─── Exercise materials
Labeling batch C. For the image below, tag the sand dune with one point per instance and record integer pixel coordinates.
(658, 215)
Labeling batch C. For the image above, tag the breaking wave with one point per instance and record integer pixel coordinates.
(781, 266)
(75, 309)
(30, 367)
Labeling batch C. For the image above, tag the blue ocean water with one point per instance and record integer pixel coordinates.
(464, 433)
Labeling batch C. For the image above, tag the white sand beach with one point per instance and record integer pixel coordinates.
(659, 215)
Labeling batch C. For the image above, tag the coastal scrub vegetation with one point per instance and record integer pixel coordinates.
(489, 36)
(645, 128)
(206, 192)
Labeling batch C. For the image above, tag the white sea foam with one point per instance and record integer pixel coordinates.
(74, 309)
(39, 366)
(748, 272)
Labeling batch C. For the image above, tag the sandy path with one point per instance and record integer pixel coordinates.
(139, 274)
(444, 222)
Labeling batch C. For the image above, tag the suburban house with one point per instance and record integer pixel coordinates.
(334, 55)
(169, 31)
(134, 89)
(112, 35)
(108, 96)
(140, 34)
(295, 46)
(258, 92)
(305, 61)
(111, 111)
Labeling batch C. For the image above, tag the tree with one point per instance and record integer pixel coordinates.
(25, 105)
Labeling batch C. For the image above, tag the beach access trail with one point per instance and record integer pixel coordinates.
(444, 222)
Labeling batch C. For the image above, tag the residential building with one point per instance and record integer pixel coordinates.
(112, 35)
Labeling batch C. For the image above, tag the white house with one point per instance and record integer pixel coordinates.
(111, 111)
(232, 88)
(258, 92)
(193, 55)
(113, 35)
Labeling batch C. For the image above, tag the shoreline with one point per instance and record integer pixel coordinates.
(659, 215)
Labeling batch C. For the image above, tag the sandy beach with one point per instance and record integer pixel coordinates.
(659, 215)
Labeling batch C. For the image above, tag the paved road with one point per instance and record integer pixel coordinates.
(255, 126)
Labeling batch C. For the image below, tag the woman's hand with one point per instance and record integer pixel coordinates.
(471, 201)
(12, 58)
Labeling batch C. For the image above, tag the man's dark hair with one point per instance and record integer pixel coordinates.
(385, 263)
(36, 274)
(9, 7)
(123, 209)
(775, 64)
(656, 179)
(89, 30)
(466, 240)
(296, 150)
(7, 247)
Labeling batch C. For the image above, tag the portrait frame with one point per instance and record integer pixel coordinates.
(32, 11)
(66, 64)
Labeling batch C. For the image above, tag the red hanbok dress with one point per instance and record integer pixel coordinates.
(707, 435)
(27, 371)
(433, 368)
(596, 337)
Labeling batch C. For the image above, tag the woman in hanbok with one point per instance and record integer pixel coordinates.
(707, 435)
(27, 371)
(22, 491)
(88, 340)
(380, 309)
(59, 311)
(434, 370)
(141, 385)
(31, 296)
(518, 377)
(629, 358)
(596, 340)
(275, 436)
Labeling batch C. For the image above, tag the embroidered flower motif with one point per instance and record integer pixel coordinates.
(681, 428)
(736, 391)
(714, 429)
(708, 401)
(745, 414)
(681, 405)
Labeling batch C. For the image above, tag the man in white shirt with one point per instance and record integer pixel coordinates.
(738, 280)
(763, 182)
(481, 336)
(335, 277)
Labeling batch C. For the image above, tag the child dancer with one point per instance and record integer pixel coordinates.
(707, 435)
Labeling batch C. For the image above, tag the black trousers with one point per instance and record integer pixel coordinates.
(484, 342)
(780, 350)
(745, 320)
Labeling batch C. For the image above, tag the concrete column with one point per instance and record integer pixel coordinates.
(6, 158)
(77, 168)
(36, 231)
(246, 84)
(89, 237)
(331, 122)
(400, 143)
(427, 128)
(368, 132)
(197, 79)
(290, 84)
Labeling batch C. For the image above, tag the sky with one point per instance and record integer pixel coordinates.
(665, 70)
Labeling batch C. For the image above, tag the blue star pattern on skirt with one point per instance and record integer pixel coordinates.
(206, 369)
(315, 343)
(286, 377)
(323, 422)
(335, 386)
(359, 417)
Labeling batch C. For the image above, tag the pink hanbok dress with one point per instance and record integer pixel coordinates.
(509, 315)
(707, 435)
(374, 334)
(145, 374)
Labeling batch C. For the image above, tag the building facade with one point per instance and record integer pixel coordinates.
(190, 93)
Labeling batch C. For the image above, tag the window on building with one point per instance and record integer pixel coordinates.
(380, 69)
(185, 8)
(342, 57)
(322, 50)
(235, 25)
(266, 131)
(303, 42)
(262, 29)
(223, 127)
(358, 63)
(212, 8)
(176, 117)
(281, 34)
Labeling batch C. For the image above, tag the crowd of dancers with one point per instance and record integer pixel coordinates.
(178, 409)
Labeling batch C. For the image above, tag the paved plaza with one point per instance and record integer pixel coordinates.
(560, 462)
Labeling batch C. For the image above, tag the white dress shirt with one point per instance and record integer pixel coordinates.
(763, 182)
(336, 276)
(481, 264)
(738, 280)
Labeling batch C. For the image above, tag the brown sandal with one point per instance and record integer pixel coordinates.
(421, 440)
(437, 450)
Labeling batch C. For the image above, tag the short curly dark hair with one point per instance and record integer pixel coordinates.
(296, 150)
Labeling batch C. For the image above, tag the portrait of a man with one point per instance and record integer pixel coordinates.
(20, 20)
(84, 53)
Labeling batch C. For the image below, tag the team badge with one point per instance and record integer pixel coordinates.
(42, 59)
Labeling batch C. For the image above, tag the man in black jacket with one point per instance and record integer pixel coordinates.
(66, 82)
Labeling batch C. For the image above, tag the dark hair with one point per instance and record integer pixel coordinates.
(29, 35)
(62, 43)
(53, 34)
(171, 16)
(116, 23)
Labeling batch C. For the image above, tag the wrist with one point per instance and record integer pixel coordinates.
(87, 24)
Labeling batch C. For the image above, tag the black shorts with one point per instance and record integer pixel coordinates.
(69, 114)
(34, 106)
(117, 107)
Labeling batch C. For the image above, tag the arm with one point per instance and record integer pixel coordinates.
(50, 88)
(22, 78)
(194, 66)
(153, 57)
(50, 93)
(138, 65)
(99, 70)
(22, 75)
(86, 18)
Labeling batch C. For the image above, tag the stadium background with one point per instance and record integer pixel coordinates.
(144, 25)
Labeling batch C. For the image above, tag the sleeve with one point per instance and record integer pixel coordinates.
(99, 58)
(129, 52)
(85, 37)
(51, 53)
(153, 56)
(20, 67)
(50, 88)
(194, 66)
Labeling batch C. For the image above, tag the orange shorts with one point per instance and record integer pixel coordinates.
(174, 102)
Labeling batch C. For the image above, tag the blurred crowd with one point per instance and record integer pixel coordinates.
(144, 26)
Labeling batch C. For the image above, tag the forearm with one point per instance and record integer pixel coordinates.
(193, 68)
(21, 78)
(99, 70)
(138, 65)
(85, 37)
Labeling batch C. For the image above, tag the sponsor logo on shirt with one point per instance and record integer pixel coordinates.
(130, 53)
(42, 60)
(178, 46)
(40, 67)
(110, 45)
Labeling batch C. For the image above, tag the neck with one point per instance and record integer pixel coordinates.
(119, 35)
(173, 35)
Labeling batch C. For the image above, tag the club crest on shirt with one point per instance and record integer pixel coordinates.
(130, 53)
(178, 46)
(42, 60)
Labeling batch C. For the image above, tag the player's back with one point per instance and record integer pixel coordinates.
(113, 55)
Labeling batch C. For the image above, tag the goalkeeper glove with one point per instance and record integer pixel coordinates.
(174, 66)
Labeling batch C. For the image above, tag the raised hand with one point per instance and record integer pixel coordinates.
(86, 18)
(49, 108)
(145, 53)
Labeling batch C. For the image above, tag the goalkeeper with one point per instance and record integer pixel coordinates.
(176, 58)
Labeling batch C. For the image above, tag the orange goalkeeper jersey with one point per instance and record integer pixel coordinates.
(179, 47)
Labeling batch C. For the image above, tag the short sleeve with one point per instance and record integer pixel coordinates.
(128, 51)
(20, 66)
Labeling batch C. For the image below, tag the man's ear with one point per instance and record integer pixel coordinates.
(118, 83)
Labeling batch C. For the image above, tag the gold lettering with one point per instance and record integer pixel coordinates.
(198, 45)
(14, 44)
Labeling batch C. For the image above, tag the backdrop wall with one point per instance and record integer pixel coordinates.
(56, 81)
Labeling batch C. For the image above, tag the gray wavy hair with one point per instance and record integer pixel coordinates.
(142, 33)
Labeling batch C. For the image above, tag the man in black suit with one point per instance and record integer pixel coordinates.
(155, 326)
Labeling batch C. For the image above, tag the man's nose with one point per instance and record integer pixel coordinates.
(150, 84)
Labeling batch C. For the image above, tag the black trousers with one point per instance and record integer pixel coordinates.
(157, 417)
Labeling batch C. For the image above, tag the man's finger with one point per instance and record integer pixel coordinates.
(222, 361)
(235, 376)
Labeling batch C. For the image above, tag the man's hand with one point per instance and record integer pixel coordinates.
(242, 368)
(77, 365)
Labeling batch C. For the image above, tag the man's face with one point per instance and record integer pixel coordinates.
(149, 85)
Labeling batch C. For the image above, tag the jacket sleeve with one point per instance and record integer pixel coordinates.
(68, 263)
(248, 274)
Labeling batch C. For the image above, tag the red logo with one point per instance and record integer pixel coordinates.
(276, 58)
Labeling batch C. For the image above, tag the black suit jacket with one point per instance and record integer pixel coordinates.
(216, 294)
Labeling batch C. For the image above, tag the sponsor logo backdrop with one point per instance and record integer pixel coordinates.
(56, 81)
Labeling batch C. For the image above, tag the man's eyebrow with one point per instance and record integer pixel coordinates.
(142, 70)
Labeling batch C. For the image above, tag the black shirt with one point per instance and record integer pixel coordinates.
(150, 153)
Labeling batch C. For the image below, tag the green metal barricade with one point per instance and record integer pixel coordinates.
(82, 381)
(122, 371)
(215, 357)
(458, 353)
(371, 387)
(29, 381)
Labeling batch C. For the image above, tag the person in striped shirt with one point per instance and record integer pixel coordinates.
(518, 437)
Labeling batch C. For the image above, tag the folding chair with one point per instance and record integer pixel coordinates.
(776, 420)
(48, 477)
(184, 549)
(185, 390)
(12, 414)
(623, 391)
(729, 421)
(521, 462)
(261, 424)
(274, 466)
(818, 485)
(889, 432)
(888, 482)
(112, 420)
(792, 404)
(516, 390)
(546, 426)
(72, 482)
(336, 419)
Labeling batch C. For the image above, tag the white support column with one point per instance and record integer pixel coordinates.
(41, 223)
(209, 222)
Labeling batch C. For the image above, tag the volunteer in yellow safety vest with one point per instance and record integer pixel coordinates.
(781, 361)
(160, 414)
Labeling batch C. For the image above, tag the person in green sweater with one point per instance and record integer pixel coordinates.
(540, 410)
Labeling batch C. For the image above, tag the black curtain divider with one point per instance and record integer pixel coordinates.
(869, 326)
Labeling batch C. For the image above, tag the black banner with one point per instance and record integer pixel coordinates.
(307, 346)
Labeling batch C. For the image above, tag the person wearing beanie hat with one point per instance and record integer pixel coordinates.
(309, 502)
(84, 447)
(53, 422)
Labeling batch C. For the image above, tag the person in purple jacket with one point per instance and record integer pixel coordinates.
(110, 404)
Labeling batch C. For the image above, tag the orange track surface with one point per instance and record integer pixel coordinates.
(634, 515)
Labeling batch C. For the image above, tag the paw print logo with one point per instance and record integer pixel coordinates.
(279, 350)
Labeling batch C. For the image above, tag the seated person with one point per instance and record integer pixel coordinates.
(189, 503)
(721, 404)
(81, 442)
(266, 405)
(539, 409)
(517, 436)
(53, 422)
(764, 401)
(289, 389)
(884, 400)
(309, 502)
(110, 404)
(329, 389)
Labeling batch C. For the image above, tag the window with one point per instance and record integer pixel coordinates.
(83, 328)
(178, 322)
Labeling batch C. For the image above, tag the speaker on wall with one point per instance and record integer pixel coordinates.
──────
What you are asked to do: Reproduce the records from the line containing "Labeling batch C. For the image above, tag the black curtain" through the end of the records, substituting "whole-number pixel coordinates" for every occurrence of "integer pixel coordinates" and changing nothing else.

Answer to this task:
Labeling batch C. For the image above, tag the black curtain divider with one point per instance and record whole-number pixel coordinates.
(869, 326)
Labeling batch C. For the image above, tag the black banner with one point per instance and record whole-number pixel coordinates.
(307, 346)
Labeling batch C. For the image above, tag the person wearing beanie hat with one point per instance and record whole-number pixel coordinates.
(309, 502)
(84, 447)
(53, 422)
Labeling batch C. For the image above, tag the person in purple jacket with one point per instance and record whole-number pixel coordinates.
(110, 404)
Labeling batch C. For the image above, tag the orange track surface with one point per instance and record whole-number pixel coordinates.
(634, 515)
Labeling batch C. For the image above, tag the paw print logo with one point per instance and record whole-number pixel coordinates.
(279, 350)
Labeling batch C. For the image above, tag the seated person with one point per instance and record whole-number pixel coordinates.
(189, 503)
(721, 404)
(81, 442)
(266, 405)
(539, 409)
(517, 436)
(53, 422)
(764, 401)
(289, 389)
(884, 400)
(309, 502)
(110, 404)
(329, 389)
Labeling batch C. For the image above, tag the window with one point per instance and record whole-number pixel coordinates.
(83, 328)
(178, 322)
Labeling batch C. For the image above, tag the speaker on wall with one point per instance and record whole-number pixel coordinates.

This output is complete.